- **Stored data entries**:
------------------------------------------------------------
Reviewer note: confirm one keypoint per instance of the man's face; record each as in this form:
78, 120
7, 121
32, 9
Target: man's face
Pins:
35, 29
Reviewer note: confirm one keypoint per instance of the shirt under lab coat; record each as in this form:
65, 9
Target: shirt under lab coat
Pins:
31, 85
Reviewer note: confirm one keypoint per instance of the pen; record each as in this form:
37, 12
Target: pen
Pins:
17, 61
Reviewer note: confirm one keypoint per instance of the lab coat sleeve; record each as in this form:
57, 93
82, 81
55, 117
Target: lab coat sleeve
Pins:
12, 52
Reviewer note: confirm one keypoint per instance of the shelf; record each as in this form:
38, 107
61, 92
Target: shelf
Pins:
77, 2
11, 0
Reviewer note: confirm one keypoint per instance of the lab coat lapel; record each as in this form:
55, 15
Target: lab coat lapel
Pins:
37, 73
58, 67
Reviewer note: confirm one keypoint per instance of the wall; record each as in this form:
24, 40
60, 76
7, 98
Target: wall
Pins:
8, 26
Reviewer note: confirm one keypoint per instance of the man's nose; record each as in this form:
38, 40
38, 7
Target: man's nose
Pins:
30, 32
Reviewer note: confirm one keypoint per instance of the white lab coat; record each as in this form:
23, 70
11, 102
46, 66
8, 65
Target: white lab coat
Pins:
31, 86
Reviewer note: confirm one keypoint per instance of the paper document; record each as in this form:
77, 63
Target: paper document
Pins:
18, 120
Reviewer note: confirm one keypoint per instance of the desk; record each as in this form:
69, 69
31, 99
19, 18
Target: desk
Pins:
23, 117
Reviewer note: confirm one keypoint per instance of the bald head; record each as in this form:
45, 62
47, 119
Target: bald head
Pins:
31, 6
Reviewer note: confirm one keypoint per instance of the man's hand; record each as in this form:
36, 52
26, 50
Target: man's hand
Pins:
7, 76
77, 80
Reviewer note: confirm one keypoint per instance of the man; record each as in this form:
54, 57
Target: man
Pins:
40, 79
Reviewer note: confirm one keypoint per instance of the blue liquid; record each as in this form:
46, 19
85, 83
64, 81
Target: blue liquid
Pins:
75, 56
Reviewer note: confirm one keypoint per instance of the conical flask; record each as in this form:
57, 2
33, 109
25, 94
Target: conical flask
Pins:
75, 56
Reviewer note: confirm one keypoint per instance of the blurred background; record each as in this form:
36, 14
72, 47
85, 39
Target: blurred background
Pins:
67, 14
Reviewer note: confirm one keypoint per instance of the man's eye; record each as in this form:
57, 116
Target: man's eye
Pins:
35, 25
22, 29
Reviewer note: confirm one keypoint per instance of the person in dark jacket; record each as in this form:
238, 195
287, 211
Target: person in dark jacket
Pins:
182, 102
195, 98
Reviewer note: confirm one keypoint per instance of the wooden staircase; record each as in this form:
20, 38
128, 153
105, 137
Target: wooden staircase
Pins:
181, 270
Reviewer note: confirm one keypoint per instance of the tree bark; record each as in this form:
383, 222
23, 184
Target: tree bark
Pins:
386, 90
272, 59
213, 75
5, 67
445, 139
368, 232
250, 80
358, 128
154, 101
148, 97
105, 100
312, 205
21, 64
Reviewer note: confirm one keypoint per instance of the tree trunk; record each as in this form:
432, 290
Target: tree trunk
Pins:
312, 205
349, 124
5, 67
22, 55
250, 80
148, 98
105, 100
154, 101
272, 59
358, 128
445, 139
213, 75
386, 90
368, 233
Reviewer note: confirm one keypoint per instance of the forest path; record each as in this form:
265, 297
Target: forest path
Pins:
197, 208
------------------------------------------------------------
- **TASK**:
In the answer, each line of the data must appear exactly as written.

- **RESULT FOR THIS EXERCISE**:
Reviewer note: confirm one keypoint per instance of the man's face; record each as in this form:
78, 120
7, 121
32, 9
Target: man's face
Pins:
35, 29
Reviewer note: confirm one keypoint per instance of the shirt under lab coat; record each as in this form:
65, 9
Target: shirt under lab coat
Pins:
31, 85
Reviewer note: confirm one keypoint per instance of the pen; record each as in this form:
37, 12
Target: pen
Pins:
17, 61
Reviewer note: confirm one keypoint per instance of the lab coat sleeve; record each as in this form:
57, 93
82, 81
55, 117
Target: lab coat sleeve
Pins:
12, 52
Reviewer note: confirm one keypoint per instance of the shelf; record each as in this form:
38, 107
61, 92
Target: shelf
Pins:
77, 2
11, 0
Reviewer note: confirm one keypoint per instance of the lab coat lapel; record each as in this form:
55, 15
Target: lab coat lapel
Pins:
37, 73
58, 67
Reviewer note: confirm one keypoint per instance of the wall; record each as in this form:
24, 40
60, 76
7, 98
Target: wall
Pins:
8, 26
Reviewer note: confirm one keypoint per instance of the man's nose; record each as in this form:
38, 40
38, 7
Target: man's nose
Pins:
30, 32
Reviewer note: confirm one keypoint per instance of the white lab coat; record each as in this form:
23, 70
11, 102
46, 66
8, 65
Target: white lab coat
Pins:
31, 86
Reviewer note: confirm one keypoint per instance of the paper document; record each as in this form:
77, 63
Target: paper document
Pins:
18, 120
Reviewer note: confirm one keypoint per instance of the desk; record each as in this form:
69, 69
31, 99
19, 18
Target: desk
Pins:
23, 117
Reviewer note: confirm one keypoint per instance of the bald head; record each as in this form:
45, 62
47, 119
Target: bald head
Pins:
31, 6
Reviewer note: confirm one keypoint per instance of the man's hand; record each as in this form:
36, 52
26, 50
Target: man's hand
Pins:
7, 76
77, 80
Reviewer note: confirm one keypoint per instance of the man; record each as in this form:
54, 57
Target: man
Pins:
40, 79
Reviewer note: confirm one keypoint per instance of the blue liquid; record each as in this form:
46, 19
85, 83
64, 81
Target: blue liquid
Pins:
75, 56
Reviewer note: confirm one keypoint per instance of the conical flask; record each as in this form:
57, 2
33, 109
25, 94
Target: conical flask
Pins:
75, 56
Reviewer note: confirm one keypoint per instance of the blurred background; record each as in this form:
36, 14
72, 47
85, 39
Target: blurred background
Pins:
67, 14
Reviewer note: confirm one keypoint per instance of the man's eye; record each as in this form:
57, 116
Target: man's eye
Pins:
35, 25
22, 29
Reviewer note: confirm one keypoint per instance of the person in dark jacket; record each as in this form:
238, 195
287, 211
Target: person in dark jacket
Pins:
182, 102
195, 98
Reviewer note: confirm one keypoint per instance of the wooden staircase; record each as in this form:
20, 38
128, 153
105, 137
Target: wooden staircase
Pins:
181, 270
Reviewer note: confirm one keypoint per instance of the tree bark; record each as in this form:
383, 222
23, 184
Target: tree bark
Pins:
386, 90
272, 59
213, 75
5, 67
445, 139
368, 232
250, 80
358, 128
154, 101
148, 97
105, 100
312, 205
21, 64
Reviewer note: confirm one keypoint per instance of the tree trunk; record each as in this form:
432, 290
Target: tree trunk
Pins:
312, 205
349, 124
5, 67
22, 55
250, 80
148, 98
105, 100
154, 101
272, 59
358, 128
445, 139
213, 75
386, 90
368, 233
Reviewer note: confirm one keypoint per instance of the forest path; record each as in this form:
265, 297
Target: forest path
Pins:
197, 208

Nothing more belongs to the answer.